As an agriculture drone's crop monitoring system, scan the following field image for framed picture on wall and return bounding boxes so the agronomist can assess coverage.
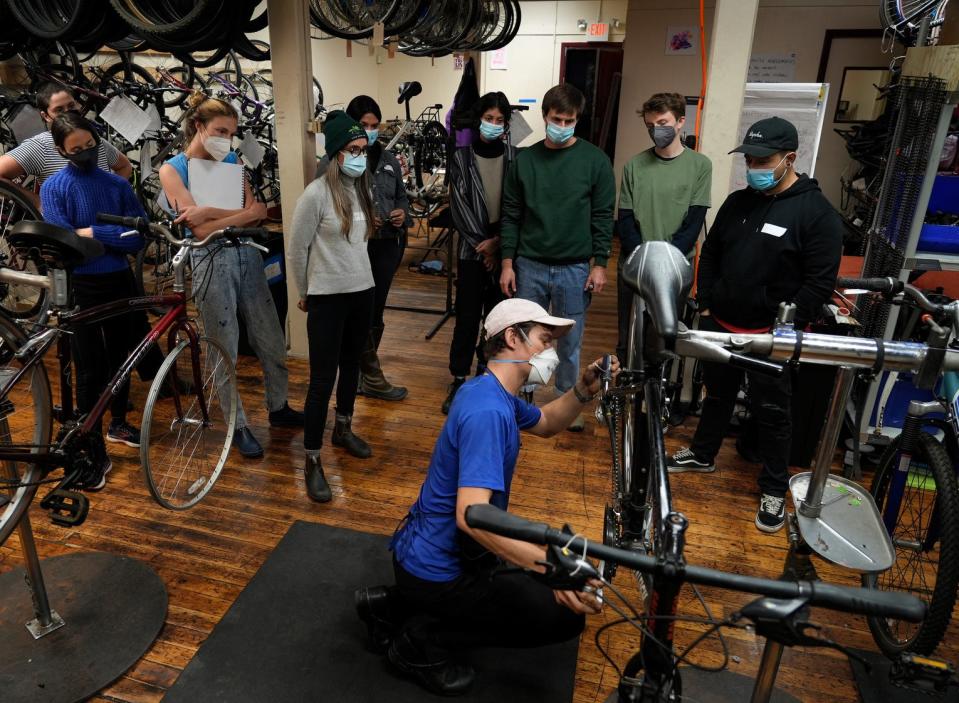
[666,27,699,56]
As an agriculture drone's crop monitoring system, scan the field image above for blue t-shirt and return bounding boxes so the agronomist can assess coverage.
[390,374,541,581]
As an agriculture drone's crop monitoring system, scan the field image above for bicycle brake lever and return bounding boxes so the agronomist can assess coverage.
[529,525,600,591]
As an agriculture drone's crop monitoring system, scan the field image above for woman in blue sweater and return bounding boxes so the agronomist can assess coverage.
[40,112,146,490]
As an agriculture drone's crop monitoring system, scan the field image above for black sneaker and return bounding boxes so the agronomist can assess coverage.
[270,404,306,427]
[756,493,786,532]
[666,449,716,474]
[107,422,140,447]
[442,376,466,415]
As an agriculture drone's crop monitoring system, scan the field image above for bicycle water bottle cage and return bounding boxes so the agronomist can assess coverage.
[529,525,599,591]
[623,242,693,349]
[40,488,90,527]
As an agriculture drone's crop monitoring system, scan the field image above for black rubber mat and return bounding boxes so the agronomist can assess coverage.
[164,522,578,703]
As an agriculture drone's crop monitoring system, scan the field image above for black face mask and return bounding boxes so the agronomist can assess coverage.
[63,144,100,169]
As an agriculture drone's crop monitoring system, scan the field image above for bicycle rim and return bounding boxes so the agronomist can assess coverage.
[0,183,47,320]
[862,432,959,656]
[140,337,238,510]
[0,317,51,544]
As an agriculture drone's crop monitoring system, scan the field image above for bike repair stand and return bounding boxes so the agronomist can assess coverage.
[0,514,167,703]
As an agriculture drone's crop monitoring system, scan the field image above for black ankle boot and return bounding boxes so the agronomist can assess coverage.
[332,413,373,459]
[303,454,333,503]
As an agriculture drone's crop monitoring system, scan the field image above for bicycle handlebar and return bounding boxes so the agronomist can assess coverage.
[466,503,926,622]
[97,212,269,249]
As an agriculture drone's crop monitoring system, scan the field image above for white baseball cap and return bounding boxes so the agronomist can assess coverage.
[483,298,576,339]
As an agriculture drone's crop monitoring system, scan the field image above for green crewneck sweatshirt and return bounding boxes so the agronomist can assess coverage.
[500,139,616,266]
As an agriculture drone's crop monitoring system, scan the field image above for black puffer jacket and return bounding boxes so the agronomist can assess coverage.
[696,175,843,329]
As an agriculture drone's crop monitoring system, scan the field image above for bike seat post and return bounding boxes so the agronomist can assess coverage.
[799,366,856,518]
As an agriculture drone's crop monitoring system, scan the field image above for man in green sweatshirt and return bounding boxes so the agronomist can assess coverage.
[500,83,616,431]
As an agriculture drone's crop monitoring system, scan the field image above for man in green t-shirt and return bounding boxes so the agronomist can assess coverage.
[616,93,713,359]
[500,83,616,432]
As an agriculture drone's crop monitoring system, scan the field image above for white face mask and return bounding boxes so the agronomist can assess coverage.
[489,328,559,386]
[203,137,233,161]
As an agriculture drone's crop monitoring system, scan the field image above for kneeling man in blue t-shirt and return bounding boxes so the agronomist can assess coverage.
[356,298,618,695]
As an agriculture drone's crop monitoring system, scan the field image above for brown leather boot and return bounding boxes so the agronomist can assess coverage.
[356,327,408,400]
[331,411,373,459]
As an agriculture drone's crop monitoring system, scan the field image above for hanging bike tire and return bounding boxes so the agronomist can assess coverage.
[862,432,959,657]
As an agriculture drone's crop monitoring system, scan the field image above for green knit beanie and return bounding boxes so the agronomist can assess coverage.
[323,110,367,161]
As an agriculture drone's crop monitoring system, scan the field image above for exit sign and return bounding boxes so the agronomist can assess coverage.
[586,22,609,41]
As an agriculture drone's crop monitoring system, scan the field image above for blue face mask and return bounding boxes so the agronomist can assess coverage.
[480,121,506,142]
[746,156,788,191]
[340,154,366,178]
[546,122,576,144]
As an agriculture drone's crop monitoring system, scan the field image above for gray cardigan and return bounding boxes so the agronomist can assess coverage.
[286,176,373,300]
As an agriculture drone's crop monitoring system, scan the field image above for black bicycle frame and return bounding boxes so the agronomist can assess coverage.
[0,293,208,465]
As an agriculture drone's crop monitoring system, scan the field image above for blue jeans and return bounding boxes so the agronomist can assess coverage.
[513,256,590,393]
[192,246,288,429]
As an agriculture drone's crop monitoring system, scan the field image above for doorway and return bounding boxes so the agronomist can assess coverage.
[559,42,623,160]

•••

Set task -
Return, verbatim, the lines of the material from the line containing "for black puffer" through the line containing "[696,175,843,329]", including both of those lines.

Output -
As an agriculture drone's crop monitoring system, scan the field image above for black puffer jacket and return bounding boxes so the agronomist can assess coverage.
[696,175,843,329]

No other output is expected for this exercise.